● **Task**
The expected output is each line in the data below that includes the string "need".

Input data Start Marker

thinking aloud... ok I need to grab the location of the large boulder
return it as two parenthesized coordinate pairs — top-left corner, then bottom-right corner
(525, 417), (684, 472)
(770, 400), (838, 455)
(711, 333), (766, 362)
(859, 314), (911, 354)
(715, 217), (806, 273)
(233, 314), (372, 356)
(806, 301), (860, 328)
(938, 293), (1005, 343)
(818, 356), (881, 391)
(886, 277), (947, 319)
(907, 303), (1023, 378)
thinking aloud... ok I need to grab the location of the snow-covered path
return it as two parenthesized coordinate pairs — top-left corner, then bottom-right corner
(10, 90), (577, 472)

Input data End Marker

● **Output**
thinking aloud... ok I need to grab the location of the large boulder
thinking aloud... ok I need to grab the location of the snow-covered path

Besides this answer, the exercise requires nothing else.